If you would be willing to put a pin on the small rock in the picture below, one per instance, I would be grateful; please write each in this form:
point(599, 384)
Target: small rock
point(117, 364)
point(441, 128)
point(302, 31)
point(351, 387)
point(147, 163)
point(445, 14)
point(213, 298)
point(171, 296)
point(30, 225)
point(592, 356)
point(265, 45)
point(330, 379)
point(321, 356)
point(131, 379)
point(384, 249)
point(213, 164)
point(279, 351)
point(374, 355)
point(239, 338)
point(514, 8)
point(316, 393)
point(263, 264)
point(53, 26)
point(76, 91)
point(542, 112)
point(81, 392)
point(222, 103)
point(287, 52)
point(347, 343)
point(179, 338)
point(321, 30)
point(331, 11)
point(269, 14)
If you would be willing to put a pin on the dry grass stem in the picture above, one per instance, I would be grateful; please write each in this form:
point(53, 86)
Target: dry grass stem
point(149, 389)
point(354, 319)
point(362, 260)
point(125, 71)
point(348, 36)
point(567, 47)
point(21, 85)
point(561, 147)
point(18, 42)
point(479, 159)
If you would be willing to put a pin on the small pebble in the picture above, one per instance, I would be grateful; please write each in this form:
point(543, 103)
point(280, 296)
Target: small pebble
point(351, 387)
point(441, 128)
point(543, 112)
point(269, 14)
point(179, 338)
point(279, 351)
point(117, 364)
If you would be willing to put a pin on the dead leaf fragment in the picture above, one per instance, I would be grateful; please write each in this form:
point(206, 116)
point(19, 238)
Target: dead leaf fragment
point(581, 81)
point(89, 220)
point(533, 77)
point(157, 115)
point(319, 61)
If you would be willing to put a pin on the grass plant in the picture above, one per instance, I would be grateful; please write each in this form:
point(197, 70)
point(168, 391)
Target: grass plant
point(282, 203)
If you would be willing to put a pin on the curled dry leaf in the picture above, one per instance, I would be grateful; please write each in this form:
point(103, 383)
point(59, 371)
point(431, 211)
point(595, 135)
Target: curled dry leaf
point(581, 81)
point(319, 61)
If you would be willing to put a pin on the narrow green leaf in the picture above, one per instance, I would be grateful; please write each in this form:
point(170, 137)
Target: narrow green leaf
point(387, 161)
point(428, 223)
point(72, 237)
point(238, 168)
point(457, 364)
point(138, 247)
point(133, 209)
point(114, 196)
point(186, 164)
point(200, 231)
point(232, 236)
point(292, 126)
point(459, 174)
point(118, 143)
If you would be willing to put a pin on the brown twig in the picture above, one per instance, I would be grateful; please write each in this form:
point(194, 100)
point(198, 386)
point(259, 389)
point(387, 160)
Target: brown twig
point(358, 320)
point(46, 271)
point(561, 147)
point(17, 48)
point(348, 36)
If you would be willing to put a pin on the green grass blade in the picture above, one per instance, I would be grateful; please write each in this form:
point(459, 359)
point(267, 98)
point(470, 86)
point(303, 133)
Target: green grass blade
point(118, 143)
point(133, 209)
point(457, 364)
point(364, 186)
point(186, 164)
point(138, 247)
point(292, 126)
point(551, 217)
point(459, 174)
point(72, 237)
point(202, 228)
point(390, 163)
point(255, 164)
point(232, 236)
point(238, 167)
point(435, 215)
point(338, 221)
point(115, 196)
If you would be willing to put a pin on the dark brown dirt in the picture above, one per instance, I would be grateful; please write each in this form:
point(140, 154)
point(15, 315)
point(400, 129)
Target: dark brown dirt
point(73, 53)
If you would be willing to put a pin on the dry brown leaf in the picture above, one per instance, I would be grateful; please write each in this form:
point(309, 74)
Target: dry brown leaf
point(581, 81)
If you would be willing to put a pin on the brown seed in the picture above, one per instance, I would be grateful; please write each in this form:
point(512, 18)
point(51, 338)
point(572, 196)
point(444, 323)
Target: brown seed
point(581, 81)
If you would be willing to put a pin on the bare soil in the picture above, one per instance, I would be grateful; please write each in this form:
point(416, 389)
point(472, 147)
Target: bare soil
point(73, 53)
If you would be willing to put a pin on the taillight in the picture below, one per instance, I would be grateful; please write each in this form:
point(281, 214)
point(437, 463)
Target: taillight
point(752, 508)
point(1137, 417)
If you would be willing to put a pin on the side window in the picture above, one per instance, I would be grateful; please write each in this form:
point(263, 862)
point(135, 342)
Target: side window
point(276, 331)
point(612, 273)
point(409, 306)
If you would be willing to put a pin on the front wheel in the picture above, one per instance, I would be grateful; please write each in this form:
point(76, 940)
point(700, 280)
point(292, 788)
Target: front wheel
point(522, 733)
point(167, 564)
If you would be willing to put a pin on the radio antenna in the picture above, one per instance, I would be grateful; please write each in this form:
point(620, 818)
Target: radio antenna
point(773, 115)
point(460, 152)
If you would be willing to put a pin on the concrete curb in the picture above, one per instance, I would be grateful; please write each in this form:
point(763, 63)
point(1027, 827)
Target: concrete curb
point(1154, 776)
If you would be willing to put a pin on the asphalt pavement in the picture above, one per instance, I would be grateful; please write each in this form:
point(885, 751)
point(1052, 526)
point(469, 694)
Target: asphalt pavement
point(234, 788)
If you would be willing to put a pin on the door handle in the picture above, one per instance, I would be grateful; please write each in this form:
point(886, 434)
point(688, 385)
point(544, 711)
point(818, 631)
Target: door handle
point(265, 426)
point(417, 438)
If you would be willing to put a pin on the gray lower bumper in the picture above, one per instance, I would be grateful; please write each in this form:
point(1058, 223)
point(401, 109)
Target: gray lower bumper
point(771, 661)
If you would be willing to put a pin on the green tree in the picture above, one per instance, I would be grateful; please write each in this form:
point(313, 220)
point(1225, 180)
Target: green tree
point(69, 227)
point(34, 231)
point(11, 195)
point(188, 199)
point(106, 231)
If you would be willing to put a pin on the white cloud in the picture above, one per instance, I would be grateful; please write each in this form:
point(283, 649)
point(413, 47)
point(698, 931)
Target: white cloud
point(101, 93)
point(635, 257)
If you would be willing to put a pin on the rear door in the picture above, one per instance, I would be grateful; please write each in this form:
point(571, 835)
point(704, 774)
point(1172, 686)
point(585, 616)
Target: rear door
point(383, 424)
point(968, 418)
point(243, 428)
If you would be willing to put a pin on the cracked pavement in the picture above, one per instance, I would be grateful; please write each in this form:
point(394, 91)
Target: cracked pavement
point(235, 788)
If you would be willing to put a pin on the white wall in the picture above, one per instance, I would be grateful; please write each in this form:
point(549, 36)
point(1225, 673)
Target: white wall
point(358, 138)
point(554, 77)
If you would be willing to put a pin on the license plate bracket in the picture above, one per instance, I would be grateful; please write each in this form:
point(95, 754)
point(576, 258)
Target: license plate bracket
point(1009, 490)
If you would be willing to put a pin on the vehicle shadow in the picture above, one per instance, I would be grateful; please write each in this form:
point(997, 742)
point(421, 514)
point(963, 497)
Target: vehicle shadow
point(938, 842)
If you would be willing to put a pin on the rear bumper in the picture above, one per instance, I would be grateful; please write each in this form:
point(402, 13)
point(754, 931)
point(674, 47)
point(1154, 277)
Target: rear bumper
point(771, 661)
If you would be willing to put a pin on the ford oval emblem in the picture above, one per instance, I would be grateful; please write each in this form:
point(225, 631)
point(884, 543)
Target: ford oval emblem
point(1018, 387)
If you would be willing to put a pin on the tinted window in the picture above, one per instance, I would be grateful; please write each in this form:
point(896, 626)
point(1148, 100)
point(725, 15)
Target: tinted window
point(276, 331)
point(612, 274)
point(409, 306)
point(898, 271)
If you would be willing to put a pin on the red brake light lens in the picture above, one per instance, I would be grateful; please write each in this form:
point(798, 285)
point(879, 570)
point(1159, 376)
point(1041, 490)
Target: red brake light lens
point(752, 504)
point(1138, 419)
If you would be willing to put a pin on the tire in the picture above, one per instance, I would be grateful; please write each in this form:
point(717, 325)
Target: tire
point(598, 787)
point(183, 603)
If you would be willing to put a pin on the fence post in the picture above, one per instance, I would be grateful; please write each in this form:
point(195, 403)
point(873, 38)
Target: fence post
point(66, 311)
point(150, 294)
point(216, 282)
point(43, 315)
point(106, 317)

----------

◆ **Task details**
Reproduce the lines from the first one through the line containing "point(282, 203)", substituting "place a marker on" for each occurrence of "put a pin on" and keeping everything else unchanged.

◆ **Finished answer**
If you would be willing to place a marker on the small rock in the picture below, one per instance, I would be grateful; please write each in this form:
point(599, 384)
Target: small rock
point(117, 364)
point(441, 128)
point(302, 31)
point(351, 387)
point(147, 163)
point(445, 14)
point(213, 298)
point(171, 296)
point(30, 225)
point(592, 356)
point(265, 45)
point(330, 379)
point(321, 356)
point(131, 379)
point(384, 249)
point(213, 164)
point(279, 351)
point(374, 355)
point(239, 338)
point(514, 8)
point(316, 393)
point(263, 264)
point(53, 26)
point(76, 91)
point(542, 112)
point(81, 392)
point(222, 103)
point(287, 52)
point(347, 343)
point(179, 338)
point(321, 30)
point(331, 11)
point(269, 14)
If you would be willing to place a marker on the dry grass stem in the picture above, one per instance, I would be grateful; please write each in this form:
point(53, 86)
Target: dry grass stem
point(149, 389)
point(354, 319)
point(362, 260)
point(125, 71)
point(348, 36)
point(567, 47)
point(21, 85)
point(561, 147)
point(18, 42)
point(479, 159)
If you would be willing to place a marker on the small pebble in the picture above, one per instance, I would be grateful; please write each in this form:
point(543, 103)
point(280, 296)
Target: small pebble
point(351, 387)
point(441, 128)
point(543, 112)
point(269, 14)
point(179, 338)
point(279, 351)
point(117, 364)
If you would be willing to place a marker on the dead leaf fragment in the picture above, one per instance, I would be grateful; please write each in this form:
point(206, 116)
point(19, 238)
Target: dead leaf fragment
point(581, 81)
point(89, 220)
point(533, 77)
point(157, 115)
point(319, 61)
If you would be willing to place a marker on the grass plant in the picture above, one per instance, I would be grateful; please write each in this form:
point(197, 70)
point(168, 391)
Target: grass plant
point(282, 203)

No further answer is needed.